[Dataset items]
*****

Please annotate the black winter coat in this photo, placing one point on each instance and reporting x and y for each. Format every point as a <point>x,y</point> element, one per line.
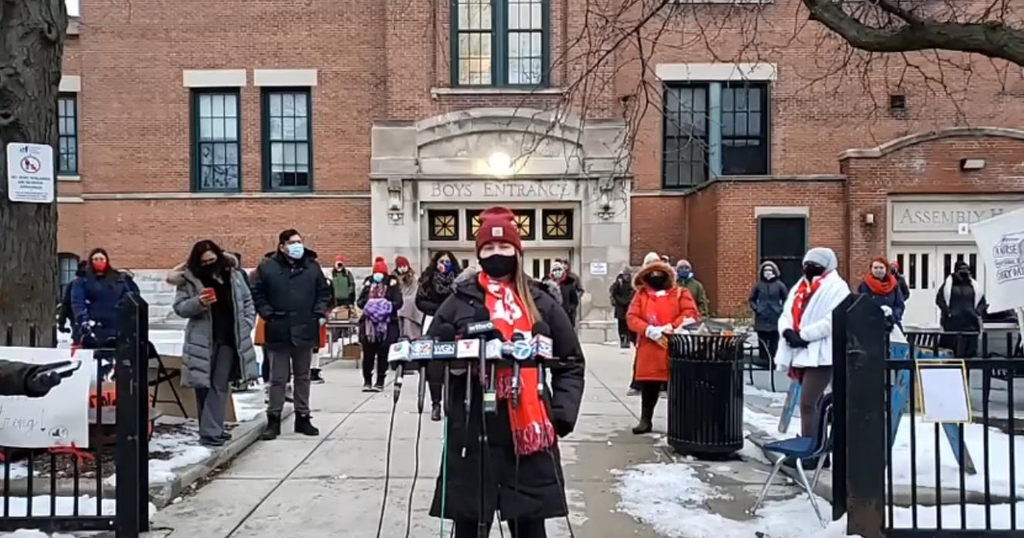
<point>291,297</point>
<point>527,487</point>
<point>622,295</point>
<point>393,295</point>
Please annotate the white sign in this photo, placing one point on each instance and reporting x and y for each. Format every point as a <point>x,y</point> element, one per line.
<point>1000,243</point>
<point>58,419</point>
<point>30,173</point>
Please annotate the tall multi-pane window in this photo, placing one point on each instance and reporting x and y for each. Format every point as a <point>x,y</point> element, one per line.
<point>500,42</point>
<point>287,140</point>
<point>216,134</point>
<point>714,129</point>
<point>68,130</point>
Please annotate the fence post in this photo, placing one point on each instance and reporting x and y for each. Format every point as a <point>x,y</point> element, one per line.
<point>863,433</point>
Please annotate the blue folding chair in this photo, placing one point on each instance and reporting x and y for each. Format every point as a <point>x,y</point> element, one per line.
<point>819,446</point>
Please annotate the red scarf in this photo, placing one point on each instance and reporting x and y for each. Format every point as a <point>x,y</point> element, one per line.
<point>531,429</point>
<point>881,287</point>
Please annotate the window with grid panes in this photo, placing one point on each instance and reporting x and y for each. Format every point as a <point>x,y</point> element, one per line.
<point>500,42</point>
<point>216,154</point>
<point>287,140</point>
<point>68,130</point>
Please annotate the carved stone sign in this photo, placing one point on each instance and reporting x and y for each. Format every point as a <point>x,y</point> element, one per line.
<point>946,216</point>
<point>498,190</point>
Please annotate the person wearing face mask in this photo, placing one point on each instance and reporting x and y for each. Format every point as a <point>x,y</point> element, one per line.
<point>767,297</point>
<point>805,325</point>
<point>685,279</point>
<point>380,299</point>
<point>659,307</point>
<point>94,299</point>
<point>567,287</point>
<point>436,284</point>
<point>523,478</point>
<point>292,296</point>
<point>215,299</point>
<point>962,304</point>
<point>882,287</point>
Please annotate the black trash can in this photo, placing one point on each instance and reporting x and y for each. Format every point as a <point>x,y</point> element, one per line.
<point>706,394</point>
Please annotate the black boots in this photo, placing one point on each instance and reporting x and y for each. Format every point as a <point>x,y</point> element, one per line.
<point>272,427</point>
<point>304,426</point>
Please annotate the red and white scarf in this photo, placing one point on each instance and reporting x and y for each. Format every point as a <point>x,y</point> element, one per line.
<point>531,428</point>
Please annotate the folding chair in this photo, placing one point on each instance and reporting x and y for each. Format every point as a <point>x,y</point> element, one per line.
<point>819,446</point>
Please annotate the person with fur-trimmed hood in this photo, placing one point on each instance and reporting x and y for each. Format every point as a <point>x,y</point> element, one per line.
<point>658,307</point>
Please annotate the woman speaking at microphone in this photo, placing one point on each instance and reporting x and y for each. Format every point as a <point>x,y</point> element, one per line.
<point>522,481</point>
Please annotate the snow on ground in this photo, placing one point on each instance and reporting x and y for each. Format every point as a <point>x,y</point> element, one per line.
<point>999,447</point>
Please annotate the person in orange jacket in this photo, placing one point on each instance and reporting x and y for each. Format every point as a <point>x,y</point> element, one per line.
<point>658,307</point>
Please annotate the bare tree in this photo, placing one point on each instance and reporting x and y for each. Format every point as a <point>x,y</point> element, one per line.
<point>33,34</point>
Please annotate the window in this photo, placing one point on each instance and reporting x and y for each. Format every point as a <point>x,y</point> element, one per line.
<point>68,265</point>
<point>783,241</point>
<point>714,129</point>
<point>500,42</point>
<point>216,161</point>
<point>68,129</point>
<point>287,140</point>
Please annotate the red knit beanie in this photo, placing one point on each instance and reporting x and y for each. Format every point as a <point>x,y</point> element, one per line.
<point>497,224</point>
<point>380,265</point>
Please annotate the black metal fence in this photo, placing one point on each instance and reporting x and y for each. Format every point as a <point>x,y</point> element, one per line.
<point>104,487</point>
<point>899,477</point>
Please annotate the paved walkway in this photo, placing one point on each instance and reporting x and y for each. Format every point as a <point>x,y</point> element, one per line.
<point>300,487</point>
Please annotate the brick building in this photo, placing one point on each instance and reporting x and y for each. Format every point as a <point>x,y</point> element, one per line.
<point>381,128</point>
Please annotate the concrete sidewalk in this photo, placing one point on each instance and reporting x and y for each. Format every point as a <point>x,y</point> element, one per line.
<point>300,487</point>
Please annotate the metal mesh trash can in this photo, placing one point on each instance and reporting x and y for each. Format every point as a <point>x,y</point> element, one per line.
<point>706,394</point>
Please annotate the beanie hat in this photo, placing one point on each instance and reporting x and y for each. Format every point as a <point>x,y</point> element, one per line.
<point>380,265</point>
<point>822,256</point>
<point>497,225</point>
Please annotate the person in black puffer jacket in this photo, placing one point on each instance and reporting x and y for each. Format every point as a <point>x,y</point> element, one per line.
<point>523,480</point>
<point>436,284</point>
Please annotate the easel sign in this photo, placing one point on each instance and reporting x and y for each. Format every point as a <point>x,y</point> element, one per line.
<point>943,391</point>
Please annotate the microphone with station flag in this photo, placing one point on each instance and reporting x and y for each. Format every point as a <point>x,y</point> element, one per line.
<point>398,354</point>
<point>444,349</point>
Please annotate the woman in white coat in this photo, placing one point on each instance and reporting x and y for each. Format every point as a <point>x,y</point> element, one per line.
<point>805,327</point>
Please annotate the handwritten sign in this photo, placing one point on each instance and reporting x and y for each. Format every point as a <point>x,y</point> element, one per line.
<point>57,419</point>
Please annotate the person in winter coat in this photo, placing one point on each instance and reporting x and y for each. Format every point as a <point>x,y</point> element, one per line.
<point>900,281</point>
<point>659,307</point>
<point>66,318</point>
<point>214,296</point>
<point>523,479</point>
<point>881,285</point>
<point>767,297</point>
<point>94,299</point>
<point>805,325</point>
<point>436,284</point>
<point>410,317</point>
<point>568,287</point>
<point>962,304</point>
<point>292,295</point>
<point>685,279</point>
<point>343,283</point>
<point>621,294</point>
<point>380,299</point>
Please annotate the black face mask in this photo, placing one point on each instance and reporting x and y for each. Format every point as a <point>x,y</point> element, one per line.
<point>498,266</point>
<point>813,270</point>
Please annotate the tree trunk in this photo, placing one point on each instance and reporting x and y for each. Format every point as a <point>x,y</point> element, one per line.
<point>32,38</point>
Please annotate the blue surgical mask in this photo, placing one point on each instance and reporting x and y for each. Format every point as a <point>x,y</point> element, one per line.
<point>296,250</point>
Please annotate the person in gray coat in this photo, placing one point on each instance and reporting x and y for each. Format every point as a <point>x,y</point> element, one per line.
<point>766,300</point>
<point>214,296</point>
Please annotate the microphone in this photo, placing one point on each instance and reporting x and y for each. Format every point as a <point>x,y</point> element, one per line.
<point>444,348</point>
<point>544,349</point>
<point>397,355</point>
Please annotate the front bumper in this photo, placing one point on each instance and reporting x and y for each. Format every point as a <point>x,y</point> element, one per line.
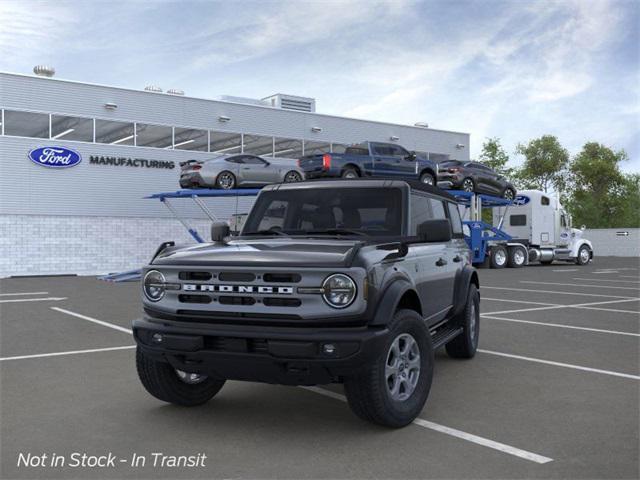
<point>282,355</point>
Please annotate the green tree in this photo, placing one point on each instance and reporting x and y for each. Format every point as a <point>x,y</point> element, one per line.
<point>600,195</point>
<point>545,164</point>
<point>494,156</point>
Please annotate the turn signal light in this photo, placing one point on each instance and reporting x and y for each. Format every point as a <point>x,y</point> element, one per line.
<point>326,161</point>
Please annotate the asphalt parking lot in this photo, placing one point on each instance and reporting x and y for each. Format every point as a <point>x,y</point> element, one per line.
<point>553,392</point>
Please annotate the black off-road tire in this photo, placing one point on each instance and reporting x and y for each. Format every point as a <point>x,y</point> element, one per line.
<point>466,344</point>
<point>161,380</point>
<point>350,172</point>
<point>428,179</point>
<point>368,393</point>
<point>499,256</point>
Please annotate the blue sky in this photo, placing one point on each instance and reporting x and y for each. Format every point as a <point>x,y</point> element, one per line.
<point>514,70</point>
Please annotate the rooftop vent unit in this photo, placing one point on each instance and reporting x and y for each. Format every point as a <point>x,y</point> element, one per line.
<point>291,102</point>
<point>44,71</point>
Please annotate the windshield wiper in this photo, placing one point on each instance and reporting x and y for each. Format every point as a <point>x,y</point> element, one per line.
<point>266,232</point>
<point>336,231</point>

*****

Write out the lines again, beginning at the line that has "Please annotate the microphone with" and stopping after the line that has "<point>813,270</point>". Swap "winter coat" for "parka" and leave everything else unchanged.

Please annotate the microphone with station flag in this photo, placing one point on each instance and reporting x and y for each. Format every point as a <point>x,y</point> element, one per line.
<point>398,354</point>
<point>444,349</point>
Please annotate the woman in white coat in this photo, placing one point on each instance and reporting x and y for each. Format every point as a <point>x,y</point> element, one per line.
<point>805,327</point>
Please annotate the handwritten sign in this photo, placing one point on each instance and reporting x and y for each. Format every point as a <point>x,y</point> element, one per line.
<point>57,419</point>
Please annotate the person in parka in this photo, placing one point on each instance and reporting x and y for each. Format every point as a <point>x,y</point> element, one per line.
<point>900,281</point>
<point>659,307</point>
<point>66,318</point>
<point>214,296</point>
<point>523,479</point>
<point>881,285</point>
<point>767,297</point>
<point>94,299</point>
<point>805,325</point>
<point>436,284</point>
<point>410,317</point>
<point>568,287</point>
<point>962,304</point>
<point>292,295</point>
<point>685,279</point>
<point>343,283</point>
<point>621,294</point>
<point>380,299</point>
Please annotate the black face mask in this photo, placing one point on each instance and reporting x and y for each. Format every point as a <point>x,y</point> element, one per line.
<point>498,266</point>
<point>813,270</point>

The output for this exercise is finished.